● **WHAT TO WORK ON**: In how many lines of the entries below does the word "headlight" appear? Reply with the number alone.

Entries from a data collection
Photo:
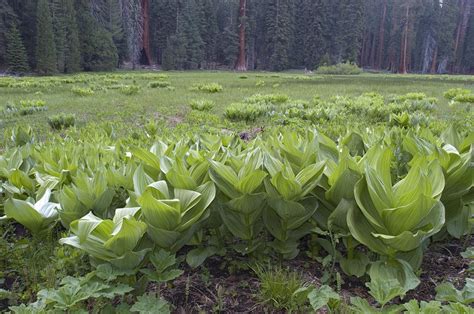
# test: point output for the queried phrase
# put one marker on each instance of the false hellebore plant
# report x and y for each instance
(37, 217)
(115, 241)
(394, 220)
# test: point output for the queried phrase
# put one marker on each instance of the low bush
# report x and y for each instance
(159, 84)
(340, 69)
(79, 91)
(467, 98)
(202, 105)
(246, 112)
(455, 92)
(208, 88)
(62, 121)
(130, 89)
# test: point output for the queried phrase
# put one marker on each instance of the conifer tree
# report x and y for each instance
(16, 57)
(72, 52)
(278, 33)
(59, 22)
(189, 25)
(45, 46)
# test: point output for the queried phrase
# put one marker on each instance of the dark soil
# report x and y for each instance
(216, 288)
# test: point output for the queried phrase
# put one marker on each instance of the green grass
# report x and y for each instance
(109, 103)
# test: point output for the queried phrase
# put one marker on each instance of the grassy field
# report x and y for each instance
(191, 192)
(108, 104)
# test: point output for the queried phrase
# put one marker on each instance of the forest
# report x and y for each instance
(237, 156)
(66, 36)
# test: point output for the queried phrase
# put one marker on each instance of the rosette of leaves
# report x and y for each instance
(455, 158)
(242, 197)
(114, 241)
(174, 215)
(291, 203)
(38, 217)
(391, 219)
(84, 195)
(336, 197)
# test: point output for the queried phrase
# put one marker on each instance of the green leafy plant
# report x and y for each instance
(114, 241)
(79, 91)
(159, 84)
(446, 292)
(164, 264)
(397, 218)
(208, 88)
(37, 217)
(290, 203)
(174, 215)
(130, 90)
(202, 105)
(62, 121)
(149, 303)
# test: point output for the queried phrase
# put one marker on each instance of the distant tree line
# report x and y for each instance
(65, 36)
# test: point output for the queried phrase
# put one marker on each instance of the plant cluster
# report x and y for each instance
(25, 107)
(210, 88)
(62, 121)
(339, 69)
(388, 193)
(79, 91)
(129, 90)
(202, 105)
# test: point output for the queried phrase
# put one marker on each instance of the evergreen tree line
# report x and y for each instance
(65, 36)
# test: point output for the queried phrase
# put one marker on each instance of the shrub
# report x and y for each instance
(340, 69)
(202, 105)
(129, 89)
(82, 91)
(246, 112)
(466, 98)
(208, 88)
(61, 121)
(282, 289)
(159, 84)
(268, 99)
(454, 92)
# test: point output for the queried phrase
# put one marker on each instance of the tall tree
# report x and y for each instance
(98, 52)
(72, 47)
(241, 64)
(45, 45)
(17, 60)
(278, 33)
(381, 39)
(7, 18)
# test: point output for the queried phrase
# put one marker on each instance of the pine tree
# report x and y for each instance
(351, 27)
(278, 34)
(98, 52)
(16, 57)
(7, 16)
(59, 23)
(314, 44)
(72, 52)
(45, 46)
(208, 29)
(241, 64)
(113, 23)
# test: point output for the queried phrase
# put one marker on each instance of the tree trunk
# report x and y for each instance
(381, 36)
(241, 64)
(372, 52)
(435, 60)
(465, 10)
(404, 45)
(146, 51)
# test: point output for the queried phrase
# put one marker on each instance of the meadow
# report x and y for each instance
(189, 192)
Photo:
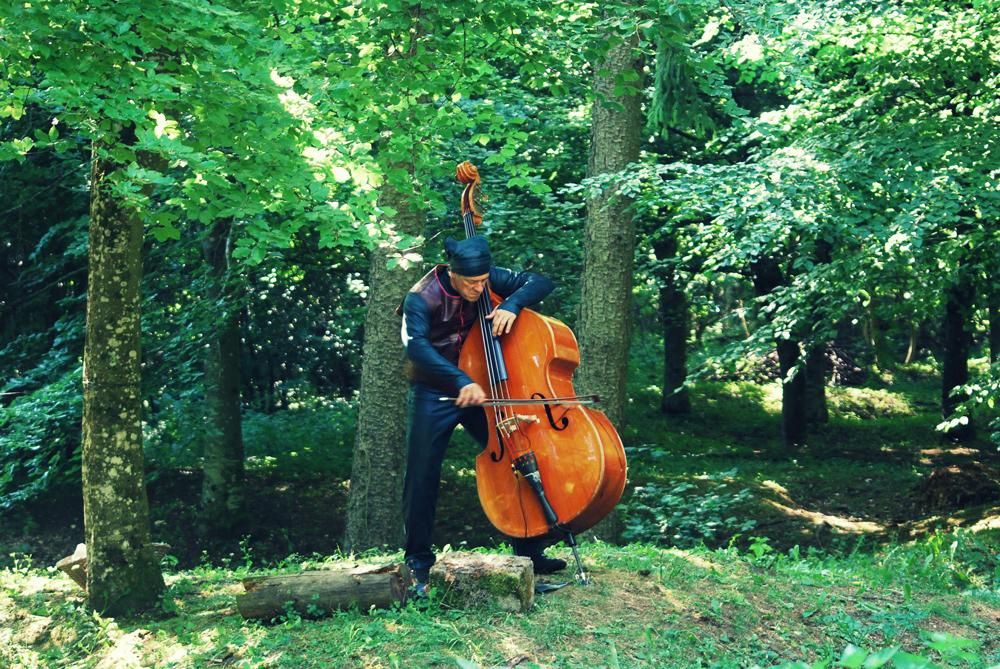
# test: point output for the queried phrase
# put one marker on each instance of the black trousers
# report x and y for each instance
(430, 424)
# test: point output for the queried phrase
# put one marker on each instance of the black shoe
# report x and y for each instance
(547, 565)
(419, 590)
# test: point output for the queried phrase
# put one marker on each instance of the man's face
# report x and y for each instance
(469, 287)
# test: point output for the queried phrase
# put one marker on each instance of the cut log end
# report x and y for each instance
(480, 579)
(316, 593)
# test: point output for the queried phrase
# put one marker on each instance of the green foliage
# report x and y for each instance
(313, 439)
(40, 441)
(686, 513)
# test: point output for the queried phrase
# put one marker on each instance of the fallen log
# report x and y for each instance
(466, 580)
(318, 592)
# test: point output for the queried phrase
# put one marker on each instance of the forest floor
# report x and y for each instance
(878, 533)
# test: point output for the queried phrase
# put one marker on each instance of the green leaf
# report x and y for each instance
(880, 658)
(853, 657)
(903, 660)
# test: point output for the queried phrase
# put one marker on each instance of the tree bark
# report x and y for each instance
(994, 311)
(767, 276)
(676, 324)
(817, 372)
(609, 243)
(222, 490)
(123, 574)
(609, 240)
(957, 341)
(373, 505)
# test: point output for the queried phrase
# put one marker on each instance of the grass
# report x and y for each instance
(649, 606)
(743, 556)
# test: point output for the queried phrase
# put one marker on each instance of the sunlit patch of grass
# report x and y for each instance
(867, 403)
(649, 606)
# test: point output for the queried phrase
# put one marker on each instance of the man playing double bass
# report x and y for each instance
(438, 313)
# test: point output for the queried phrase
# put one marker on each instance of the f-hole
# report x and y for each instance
(563, 421)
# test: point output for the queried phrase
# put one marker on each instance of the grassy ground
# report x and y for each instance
(648, 607)
(862, 541)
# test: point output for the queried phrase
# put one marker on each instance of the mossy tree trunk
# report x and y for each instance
(374, 518)
(994, 316)
(676, 324)
(223, 485)
(767, 276)
(956, 335)
(609, 239)
(123, 574)
(817, 371)
(604, 328)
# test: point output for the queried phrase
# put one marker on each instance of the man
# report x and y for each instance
(438, 313)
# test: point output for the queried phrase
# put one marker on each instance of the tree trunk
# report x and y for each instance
(675, 319)
(123, 573)
(609, 246)
(767, 276)
(222, 489)
(373, 506)
(793, 395)
(604, 328)
(994, 309)
(957, 340)
(817, 372)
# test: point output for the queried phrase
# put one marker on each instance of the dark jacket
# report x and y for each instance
(437, 320)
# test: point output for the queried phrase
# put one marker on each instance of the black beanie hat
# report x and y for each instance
(469, 257)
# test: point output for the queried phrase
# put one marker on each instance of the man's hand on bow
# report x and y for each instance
(470, 395)
(503, 321)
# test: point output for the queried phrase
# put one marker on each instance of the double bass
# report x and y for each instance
(553, 466)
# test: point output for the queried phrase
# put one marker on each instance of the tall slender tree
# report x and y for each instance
(122, 572)
(222, 490)
(609, 238)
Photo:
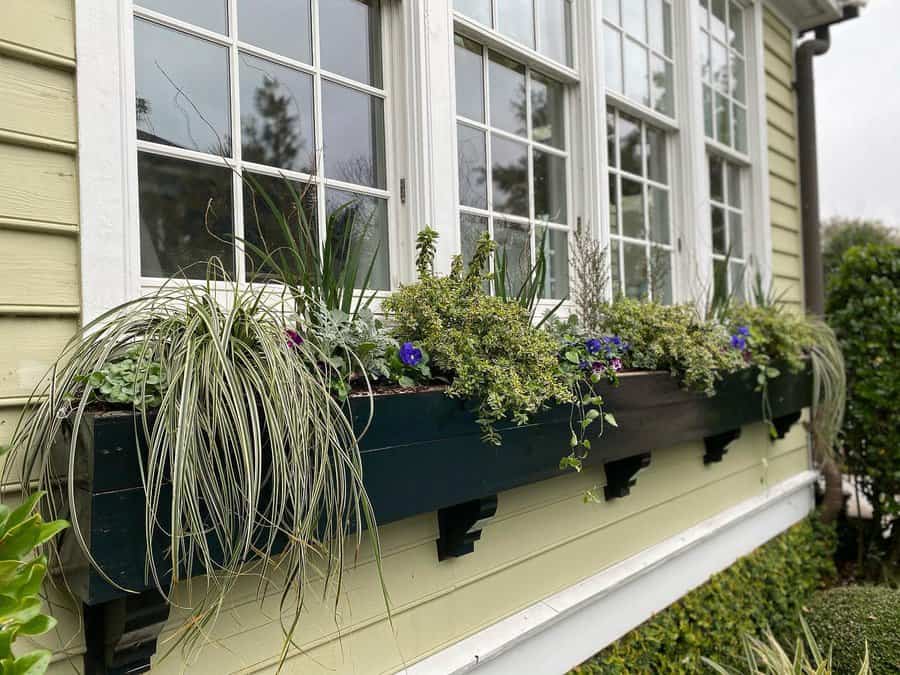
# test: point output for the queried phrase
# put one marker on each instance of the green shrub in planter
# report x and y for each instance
(847, 618)
(766, 589)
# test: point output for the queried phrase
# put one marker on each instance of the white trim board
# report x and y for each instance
(557, 634)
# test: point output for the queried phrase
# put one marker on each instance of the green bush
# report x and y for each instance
(485, 345)
(864, 310)
(846, 618)
(768, 588)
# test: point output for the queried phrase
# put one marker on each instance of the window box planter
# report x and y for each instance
(423, 453)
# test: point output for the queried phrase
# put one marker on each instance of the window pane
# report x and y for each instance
(516, 20)
(549, 188)
(471, 229)
(613, 204)
(556, 255)
(734, 186)
(637, 82)
(209, 14)
(281, 26)
(276, 115)
(612, 45)
(480, 10)
(717, 22)
(469, 79)
(657, 164)
(630, 145)
(507, 83)
(611, 11)
(716, 179)
(186, 217)
(661, 275)
(354, 135)
(513, 246)
(636, 282)
(659, 215)
(547, 111)
(723, 124)
(269, 245)
(350, 39)
(510, 175)
(736, 234)
(740, 128)
(634, 18)
(553, 24)
(661, 77)
(615, 267)
(632, 209)
(472, 166)
(182, 90)
(720, 246)
(366, 219)
(736, 33)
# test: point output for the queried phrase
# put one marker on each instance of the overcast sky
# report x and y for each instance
(858, 101)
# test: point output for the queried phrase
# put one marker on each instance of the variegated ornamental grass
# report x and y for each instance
(263, 462)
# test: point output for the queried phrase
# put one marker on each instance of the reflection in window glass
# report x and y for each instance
(276, 115)
(280, 26)
(521, 192)
(366, 220)
(638, 46)
(209, 14)
(181, 90)
(271, 236)
(725, 71)
(186, 217)
(350, 39)
(640, 209)
(354, 135)
(727, 219)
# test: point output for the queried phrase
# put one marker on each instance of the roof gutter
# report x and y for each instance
(813, 268)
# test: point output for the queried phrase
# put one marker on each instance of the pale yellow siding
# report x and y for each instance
(543, 539)
(39, 258)
(784, 182)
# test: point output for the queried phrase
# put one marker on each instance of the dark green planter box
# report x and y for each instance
(423, 453)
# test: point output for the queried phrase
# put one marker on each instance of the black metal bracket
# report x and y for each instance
(460, 526)
(621, 475)
(783, 424)
(121, 635)
(717, 446)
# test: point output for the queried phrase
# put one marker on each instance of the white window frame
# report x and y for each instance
(424, 141)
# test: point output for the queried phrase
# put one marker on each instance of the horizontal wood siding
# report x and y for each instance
(784, 180)
(39, 258)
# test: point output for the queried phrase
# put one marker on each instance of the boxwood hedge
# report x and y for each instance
(769, 587)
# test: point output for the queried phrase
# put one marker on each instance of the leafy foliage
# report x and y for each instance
(768, 657)
(485, 345)
(857, 618)
(673, 338)
(246, 425)
(864, 310)
(766, 589)
(22, 573)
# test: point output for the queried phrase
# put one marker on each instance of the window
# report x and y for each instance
(640, 213)
(236, 96)
(724, 72)
(726, 201)
(637, 37)
(512, 162)
(541, 25)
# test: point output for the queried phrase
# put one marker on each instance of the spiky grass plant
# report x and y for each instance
(263, 463)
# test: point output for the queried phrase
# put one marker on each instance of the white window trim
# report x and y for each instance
(425, 145)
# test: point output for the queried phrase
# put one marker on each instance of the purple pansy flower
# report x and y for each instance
(410, 355)
(294, 338)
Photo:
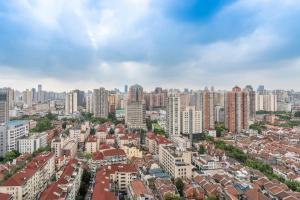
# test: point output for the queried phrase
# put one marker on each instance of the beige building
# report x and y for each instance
(132, 152)
(191, 120)
(92, 144)
(64, 146)
(176, 162)
(29, 182)
(173, 115)
(135, 112)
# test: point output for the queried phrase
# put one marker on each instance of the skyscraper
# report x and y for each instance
(89, 102)
(4, 106)
(173, 122)
(100, 102)
(236, 110)
(251, 102)
(208, 112)
(135, 112)
(74, 102)
(191, 121)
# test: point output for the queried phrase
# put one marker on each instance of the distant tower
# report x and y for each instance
(135, 115)
(4, 106)
(236, 110)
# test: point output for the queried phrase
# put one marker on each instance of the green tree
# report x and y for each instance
(201, 149)
(171, 197)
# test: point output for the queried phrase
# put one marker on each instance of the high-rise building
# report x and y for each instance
(40, 95)
(27, 98)
(266, 101)
(135, 112)
(191, 121)
(261, 89)
(4, 106)
(74, 101)
(136, 93)
(89, 102)
(236, 110)
(100, 102)
(157, 99)
(173, 123)
(208, 109)
(112, 103)
(3, 139)
(251, 102)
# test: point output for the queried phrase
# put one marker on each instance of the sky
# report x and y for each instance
(86, 44)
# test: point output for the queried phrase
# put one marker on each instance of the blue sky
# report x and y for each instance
(86, 44)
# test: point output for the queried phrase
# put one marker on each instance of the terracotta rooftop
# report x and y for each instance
(28, 171)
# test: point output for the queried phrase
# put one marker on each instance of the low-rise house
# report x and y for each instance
(92, 144)
(108, 156)
(132, 151)
(30, 181)
(67, 186)
(138, 191)
(165, 187)
(32, 143)
(193, 191)
(111, 178)
(153, 142)
(175, 162)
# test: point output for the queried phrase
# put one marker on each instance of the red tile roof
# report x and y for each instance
(92, 138)
(101, 190)
(28, 171)
(139, 188)
(4, 196)
(54, 190)
(113, 152)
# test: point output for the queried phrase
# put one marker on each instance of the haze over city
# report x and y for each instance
(176, 44)
(149, 100)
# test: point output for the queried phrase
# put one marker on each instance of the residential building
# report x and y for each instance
(3, 139)
(236, 110)
(68, 184)
(132, 151)
(100, 102)
(154, 142)
(29, 182)
(92, 144)
(135, 112)
(176, 162)
(137, 190)
(74, 101)
(157, 99)
(266, 101)
(89, 102)
(173, 122)
(208, 114)
(16, 130)
(108, 178)
(251, 102)
(191, 121)
(4, 106)
(32, 143)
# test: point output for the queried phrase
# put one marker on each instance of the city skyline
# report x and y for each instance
(87, 44)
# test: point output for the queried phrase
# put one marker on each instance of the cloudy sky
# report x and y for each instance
(86, 44)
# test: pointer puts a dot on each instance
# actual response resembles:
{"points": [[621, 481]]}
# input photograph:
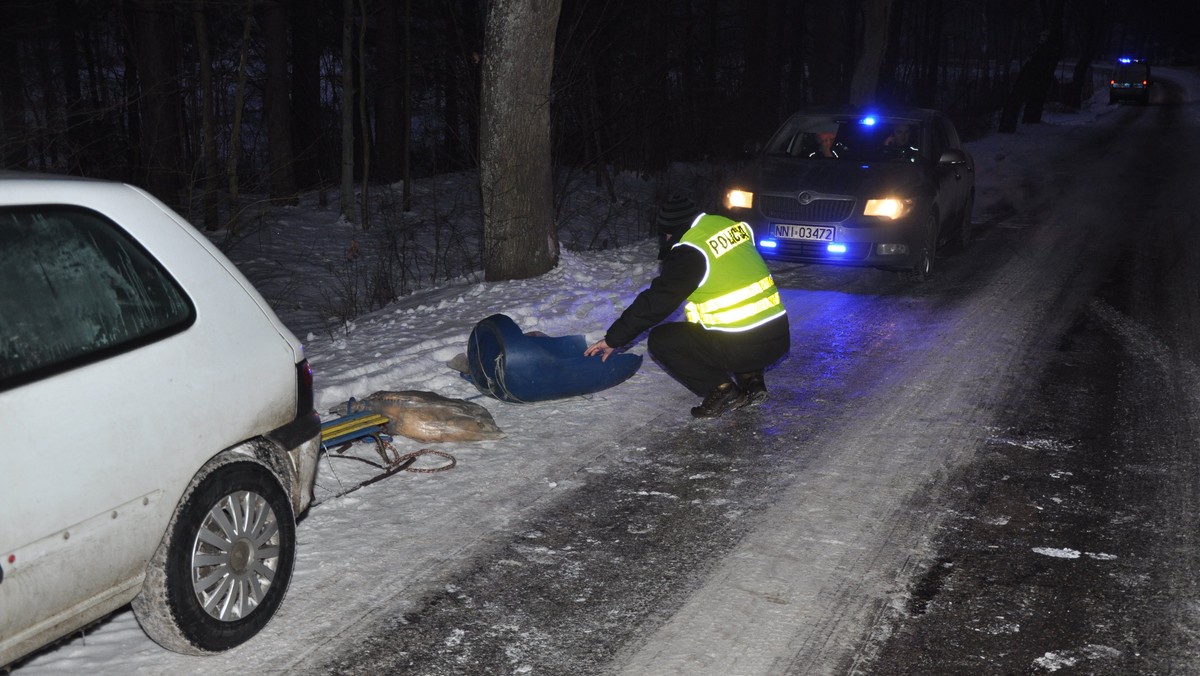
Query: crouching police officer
{"points": [[736, 322]]}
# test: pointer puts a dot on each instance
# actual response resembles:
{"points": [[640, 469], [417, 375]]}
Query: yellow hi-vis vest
{"points": [[737, 292]]}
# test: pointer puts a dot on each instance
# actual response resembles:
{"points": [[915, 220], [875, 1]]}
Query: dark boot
{"points": [[754, 386], [725, 396]]}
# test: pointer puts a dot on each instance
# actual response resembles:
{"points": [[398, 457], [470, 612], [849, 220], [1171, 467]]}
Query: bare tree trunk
{"points": [[155, 42], [829, 37], [364, 113], [389, 114], [516, 178], [1033, 79], [13, 130], [1080, 78], [276, 102], [875, 43], [309, 139], [208, 112], [346, 203], [239, 103], [407, 118]]}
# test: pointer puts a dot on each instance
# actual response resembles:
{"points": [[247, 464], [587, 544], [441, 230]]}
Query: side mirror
{"points": [[952, 156]]}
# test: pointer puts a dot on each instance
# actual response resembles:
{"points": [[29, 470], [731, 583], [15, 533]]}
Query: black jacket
{"points": [[683, 268]]}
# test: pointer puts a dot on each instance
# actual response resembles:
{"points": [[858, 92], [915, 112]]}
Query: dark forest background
{"points": [[203, 101]]}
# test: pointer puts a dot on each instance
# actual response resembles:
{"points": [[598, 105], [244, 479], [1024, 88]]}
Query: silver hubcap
{"points": [[235, 556]]}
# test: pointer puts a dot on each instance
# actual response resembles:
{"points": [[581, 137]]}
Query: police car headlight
{"points": [[738, 199], [888, 208]]}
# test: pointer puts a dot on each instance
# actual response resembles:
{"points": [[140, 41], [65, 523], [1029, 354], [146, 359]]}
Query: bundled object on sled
{"points": [[510, 365], [427, 417]]}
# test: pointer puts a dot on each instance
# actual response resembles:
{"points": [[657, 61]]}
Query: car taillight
{"points": [[304, 388]]}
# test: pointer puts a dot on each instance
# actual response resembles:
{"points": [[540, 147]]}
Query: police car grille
{"points": [[816, 211]]}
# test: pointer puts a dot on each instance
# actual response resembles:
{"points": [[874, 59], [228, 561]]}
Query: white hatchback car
{"points": [[159, 428]]}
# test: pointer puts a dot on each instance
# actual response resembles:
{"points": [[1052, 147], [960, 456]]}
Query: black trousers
{"points": [[702, 359]]}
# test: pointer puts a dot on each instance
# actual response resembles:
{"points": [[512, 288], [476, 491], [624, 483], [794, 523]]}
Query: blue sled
{"points": [[513, 366]]}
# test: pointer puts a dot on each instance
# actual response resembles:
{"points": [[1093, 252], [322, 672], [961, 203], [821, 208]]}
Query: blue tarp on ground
{"points": [[510, 365]]}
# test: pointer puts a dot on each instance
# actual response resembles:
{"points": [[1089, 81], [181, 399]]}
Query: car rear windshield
{"points": [[75, 288], [1131, 72], [859, 139]]}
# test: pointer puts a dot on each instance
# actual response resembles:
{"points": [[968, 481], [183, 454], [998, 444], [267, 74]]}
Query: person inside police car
{"points": [[736, 323]]}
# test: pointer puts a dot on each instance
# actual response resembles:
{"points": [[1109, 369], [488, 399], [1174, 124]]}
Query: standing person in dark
{"points": [[736, 321]]}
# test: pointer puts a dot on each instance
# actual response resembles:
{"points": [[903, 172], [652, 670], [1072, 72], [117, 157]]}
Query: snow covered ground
{"points": [[389, 543]]}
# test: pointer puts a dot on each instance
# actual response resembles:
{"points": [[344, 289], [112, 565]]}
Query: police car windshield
{"points": [[852, 139]]}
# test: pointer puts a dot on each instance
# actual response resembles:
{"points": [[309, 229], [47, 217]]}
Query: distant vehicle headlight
{"points": [[888, 207], [738, 199]]}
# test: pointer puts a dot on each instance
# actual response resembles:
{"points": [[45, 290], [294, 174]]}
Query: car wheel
{"points": [[223, 564], [923, 268], [966, 228]]}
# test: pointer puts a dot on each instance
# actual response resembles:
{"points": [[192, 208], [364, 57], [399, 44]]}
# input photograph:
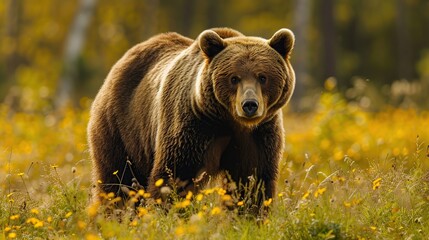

● **FULL ANSWER**: 2